_To-do list_
**a.** Decide whether each statement agrees with the court opinion below. Answer yes or no for each and quote the words that settle it. (i) Magistrate Judge Peck's opinion and order is dated November 22, 2004. (ii) The plaintiff's principal place of business is in Caracas. (iii) Petroleo is a wholly owned subsidiary of PDVSA.
**b.** List every party named in the section of the court opinion headed "I. The Parties."

_Extracted text_
United States District Court, S.D. New York
Apr 12, 2005
No. 02 Civ. 0795 (CBM) (S.D.N.Y. Apr. 12, 2005)

Summary

denying motion to amend the pleadings after the close of discovery and the filing of motions for summary judgment

Summary of this case from Deluca v. Sirius XM Radio, Inc.

Opinion

No. 02 Civ. 0795 (CBM).

April 12, 2005


MEMORANDUM OPINION AND ORDER


Defendant requests that this court set aside Magistrate Judge Peck's November 22, 2004 opinion and order denying defendant's motion for leave to amend its answer and file a counterclaim. For the reasons set forth below, defendant's request is DENIED.

I. The Parties

Plaintiff, Lyondell-Citgo Refining, LP ("LCR"), is a limited partnership with its principal place of business in Houston, Texas, where it owns a crude oil refinery. Defendant Petroleos de Venezuela, S.A. ("PDVSA"), is the national oil company of Venezuela, and defendant PDVSA-Petroleo, S.A. ("Petroleo"), is a wholly owned subsidiary of PDVSA.

(Dataset excerpt)
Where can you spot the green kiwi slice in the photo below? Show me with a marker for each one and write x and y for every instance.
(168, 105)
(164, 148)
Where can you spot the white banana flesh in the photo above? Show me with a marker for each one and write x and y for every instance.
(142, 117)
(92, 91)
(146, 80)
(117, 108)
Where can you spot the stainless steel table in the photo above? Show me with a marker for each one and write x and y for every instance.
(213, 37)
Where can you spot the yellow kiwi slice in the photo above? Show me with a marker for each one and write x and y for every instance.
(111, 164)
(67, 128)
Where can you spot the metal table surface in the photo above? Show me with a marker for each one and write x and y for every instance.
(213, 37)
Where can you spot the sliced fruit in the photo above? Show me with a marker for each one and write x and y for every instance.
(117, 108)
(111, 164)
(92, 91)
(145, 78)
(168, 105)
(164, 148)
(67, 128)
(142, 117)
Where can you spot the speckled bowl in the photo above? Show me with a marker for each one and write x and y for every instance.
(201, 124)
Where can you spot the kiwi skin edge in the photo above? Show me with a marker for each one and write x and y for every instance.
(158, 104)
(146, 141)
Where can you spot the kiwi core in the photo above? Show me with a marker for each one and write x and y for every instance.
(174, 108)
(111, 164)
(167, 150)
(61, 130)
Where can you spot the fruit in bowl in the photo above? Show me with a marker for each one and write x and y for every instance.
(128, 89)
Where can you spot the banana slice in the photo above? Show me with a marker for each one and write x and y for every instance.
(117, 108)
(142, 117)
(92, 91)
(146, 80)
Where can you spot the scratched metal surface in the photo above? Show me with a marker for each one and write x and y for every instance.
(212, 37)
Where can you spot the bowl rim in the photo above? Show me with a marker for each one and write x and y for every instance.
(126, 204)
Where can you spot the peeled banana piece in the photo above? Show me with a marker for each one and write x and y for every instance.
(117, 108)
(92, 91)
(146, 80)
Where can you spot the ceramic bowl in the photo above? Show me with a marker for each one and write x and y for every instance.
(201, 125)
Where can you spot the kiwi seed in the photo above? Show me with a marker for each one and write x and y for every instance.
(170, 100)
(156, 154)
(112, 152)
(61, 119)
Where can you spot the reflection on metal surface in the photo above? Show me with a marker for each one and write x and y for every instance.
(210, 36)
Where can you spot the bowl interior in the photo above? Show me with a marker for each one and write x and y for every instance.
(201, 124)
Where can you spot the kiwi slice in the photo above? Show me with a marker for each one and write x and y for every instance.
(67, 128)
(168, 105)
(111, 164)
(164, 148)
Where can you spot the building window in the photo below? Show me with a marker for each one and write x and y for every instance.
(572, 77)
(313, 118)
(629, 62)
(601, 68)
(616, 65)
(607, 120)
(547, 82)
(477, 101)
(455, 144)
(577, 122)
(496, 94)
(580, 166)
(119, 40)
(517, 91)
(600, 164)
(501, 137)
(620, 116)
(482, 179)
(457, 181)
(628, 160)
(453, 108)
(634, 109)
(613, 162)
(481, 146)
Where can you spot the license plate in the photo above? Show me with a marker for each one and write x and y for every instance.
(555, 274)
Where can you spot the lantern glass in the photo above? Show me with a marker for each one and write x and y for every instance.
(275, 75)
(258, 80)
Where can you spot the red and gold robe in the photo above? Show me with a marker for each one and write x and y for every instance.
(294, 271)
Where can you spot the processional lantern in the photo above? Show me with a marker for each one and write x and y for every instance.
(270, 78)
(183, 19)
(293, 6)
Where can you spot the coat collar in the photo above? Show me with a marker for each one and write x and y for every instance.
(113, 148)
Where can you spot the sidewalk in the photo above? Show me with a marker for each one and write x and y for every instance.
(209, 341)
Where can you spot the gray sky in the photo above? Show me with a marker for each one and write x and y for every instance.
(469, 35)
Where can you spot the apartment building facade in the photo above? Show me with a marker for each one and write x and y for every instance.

_Task-by-task outputs_
**a.**
(i) Yes: "Magistrate Judge Peck's November 22, 2004 opinion and order"
(ii) No: "its principal place of business in Houston, Texas"
(iii) Yes: "is a wholly owned subsidiary of PDVSA"

**b.**
Lyondell-Citgo Refining, LP ("LCR")
Petroleos de Venezuela, S.A. ("PDVSA")
PDVSA-Petroleo, S.A. ("Petroleo")